§ **Task requirements**:
Write out the items below as a numbered list, one line per entry, without blank lines and without the pictures.

=== Provided information ===

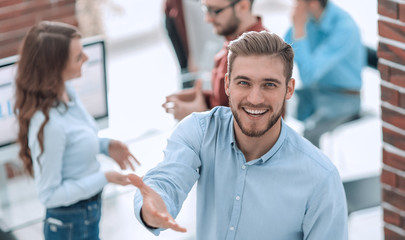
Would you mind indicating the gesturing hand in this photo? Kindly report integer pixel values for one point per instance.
(154, 210)
(117, 178)
(186, 102)
(120, 153)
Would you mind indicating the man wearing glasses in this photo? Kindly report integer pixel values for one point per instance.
(230, 18)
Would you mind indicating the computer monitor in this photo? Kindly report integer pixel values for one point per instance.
(91, 88)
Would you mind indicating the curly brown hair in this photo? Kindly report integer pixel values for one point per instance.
(39, 85)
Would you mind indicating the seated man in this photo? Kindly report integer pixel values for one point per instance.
(230, 18)
(257, 178)
(330, 57)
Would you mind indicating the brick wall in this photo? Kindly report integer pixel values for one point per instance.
(17, 16)
(391, 53)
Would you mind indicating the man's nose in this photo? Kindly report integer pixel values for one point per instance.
(255, 96)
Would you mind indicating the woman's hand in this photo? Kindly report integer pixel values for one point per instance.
(120, 153)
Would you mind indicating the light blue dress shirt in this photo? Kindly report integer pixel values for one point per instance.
(68, 170)
(291, 192)
(331, 55)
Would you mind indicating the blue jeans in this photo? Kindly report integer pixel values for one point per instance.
(77, 221)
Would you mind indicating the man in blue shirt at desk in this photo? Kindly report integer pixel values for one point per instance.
(330, 56)
(257, 178)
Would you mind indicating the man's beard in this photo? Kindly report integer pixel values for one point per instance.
(231, 26)
(257, 133)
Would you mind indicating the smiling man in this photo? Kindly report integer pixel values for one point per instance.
(257, 178)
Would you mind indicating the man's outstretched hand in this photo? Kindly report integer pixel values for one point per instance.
(154, 212)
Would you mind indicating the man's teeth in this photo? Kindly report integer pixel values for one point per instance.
(255, 111)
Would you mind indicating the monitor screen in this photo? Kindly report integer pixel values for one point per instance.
(91, 88)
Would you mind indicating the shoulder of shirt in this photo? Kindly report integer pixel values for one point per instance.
(307, 151)
(55, 119)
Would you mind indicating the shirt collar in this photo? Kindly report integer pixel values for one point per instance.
(267, 156)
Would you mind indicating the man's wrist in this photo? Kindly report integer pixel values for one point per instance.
(144, 222)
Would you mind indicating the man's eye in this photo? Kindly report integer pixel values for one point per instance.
(243, 83)
(270, 85)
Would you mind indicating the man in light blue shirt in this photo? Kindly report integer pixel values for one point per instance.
(330, 56)
(257, 178)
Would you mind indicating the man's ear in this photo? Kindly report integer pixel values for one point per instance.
(290, 88)
(226, 82)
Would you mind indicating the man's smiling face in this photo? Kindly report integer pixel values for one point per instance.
(257, 93)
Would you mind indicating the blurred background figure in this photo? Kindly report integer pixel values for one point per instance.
(58, 138)
(330, 57)
(176, 30)
(230, 19)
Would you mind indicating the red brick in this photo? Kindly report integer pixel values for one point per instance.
(384, 71)
(389, 95)
(394, 138)
(391, 30)
(391, 53)
(401, 183)
(392, 217)
(401, 12)
(394, 160)
(389, 178)
(388, 8)
(397, 77)
(390, 235)
(393, 117)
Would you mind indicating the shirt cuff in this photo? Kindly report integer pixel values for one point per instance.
(104, 144)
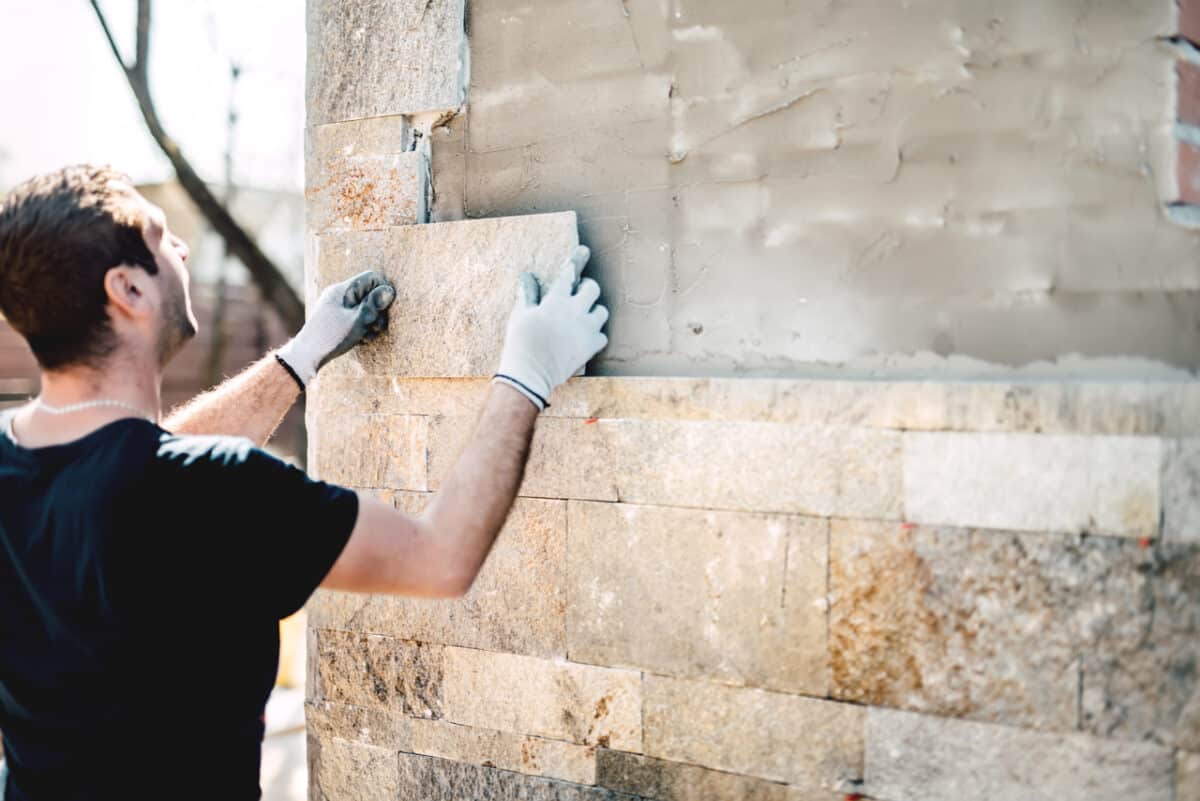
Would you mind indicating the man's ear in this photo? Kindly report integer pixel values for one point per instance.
(127, 291)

===

§ **Correct output**:
1. Would you mind indicating the gesturing hand in this photo? Kindly report integer pixel values for one point per instance.
2. (154, 210)
3. (117, 178)
4. (186, 102)
5. (120, 153)
6. Would you mind indicating the man wearing glasses in this photo? Kindly report integer pixel values for one point per instance.
7. (230, 18)
8. Would you mind indicating the computer monitor in this photo? Kindly report integer pixel values for one point per instance.
9. (91, 88)
10. Would you mind indicating the curly brown hair in this photo? Kindly report integer pixel values for one point per instance.
11. (39, 85)
12. Would you mind indicating the seated man in this photo? Kindly report integer pixel values for one point per instance.
13. (230, 18)
14. (257, 178)
15. (330, 57)
16. Would you mind indicating the brick wall in this photo? Kindly report integer pixel values for one point per instance.
17. (17, 16)
18. (391, 53)
19. Would you mind indicating the man's nose in this photo? Kindly report integer pixel values for one point per instance.
20. (255, 96)
21. Would you mind indicating the woman's hand in this photo? Kindly report integer pixel values for one point per instance.
22. (120, 153)
23. Would you mind indicating the light blue dress shirt in this photo? Kindly report integer pixel values for one point per instance.
24. (68, 170)
25. (291, 192)
26. (331, 55)
27. Would you mind indicating the blue jeans in this photo? Kindly report integer pixel values for one point per instance.
28. (77, 221)
29. Would you mind indicating the man in blue shirt at desk in this photo? Kindly report integer pixel values for one point per instance.
30. (330, 56)
31. (257, 178)
32. Would you mind indicating the man's beard in this photo? Kindly report integer pixel values for one point per instance.
33. (231, 26)
34. (257, 133)
35. Would you mind indicating the smiling man in this photo? Kindly report integer pixel values for one point per instance.
36. (257, 178)
37. Would you mind indicating the man's outstretched hand in this photo? Kindly report integer pixel values for one point per instance.
38. (154, 212)
39. Would you mind indicating the man's teeth in this photo? Kindly report integer pixel values for one point per instance.
40. (255, 111)
41. Would you mind indicating the monitor screen in this photo? Kindly report integer pixel values for one point per instance.
42. (91, 88)
43. Would you mind indicating the shoulder of shirt in this photo? Kindly report integer pixel values for one point per instance.
44. (307, 151)
45. (55, 119)
46. Would you mind indicating the shirt collar in this photo? Kindly report integer pixel values for one point per instance.
47. (267, 156)
48. Would you mind indicating the man's wrist in this photo? Kindly report integer pixel values for one point per instance.
49. (144, 222)
50. Would you mind indicating the man's eye in this photo? Kindly report integer pixel values for one point per instance.
51. (243, 83)
52. (270, 85)
53. Would you mind indicating the man in light blue shirt in this photo? Kindly report integer pixel values for one point per instance.
54. (330, 56)
55. (257, 178)
56. Would you mind indicating the man's ear in this photo? Kindly report integer pixel values for one point per instance.
57. (290, 88)
58. (226, 82)
59. Would you mind indicating the man's smiling face in this photo? Kindly report integer pixel values for one point per instance.
60. (257, 93)
61. Would you mind indicating the blurred background figure in this photo? Kindly report integer pixel values for one point per instance.
62. (58, 138)
63. (330, 57)
64. (176, 30)
65. (230, 19)
66. Would you mind indicating the red brick in this photo? Kindly report integer pixel values for one point per instance.
67. (384, 71)
68. (389, 95)
69. (394, 138)
70. (391, 30)
71. (391, 53)
72. (401, 183)
73. (392, 217)
74. (401, 12)
75. (394, 160)
76. (389, 178)
77. (388, 8)
78. (397, 77)
79. (390, 235)
80. (393, 117)
81. Would you mind indicating the shirt cuff in this photo? Kindly report integer pixel values for one point per instance.
82. (104, 144)
83. Would you mind indicating the man's ear in this photo? Kindly report integer pixel values for one point per instance.
84. (127, 291)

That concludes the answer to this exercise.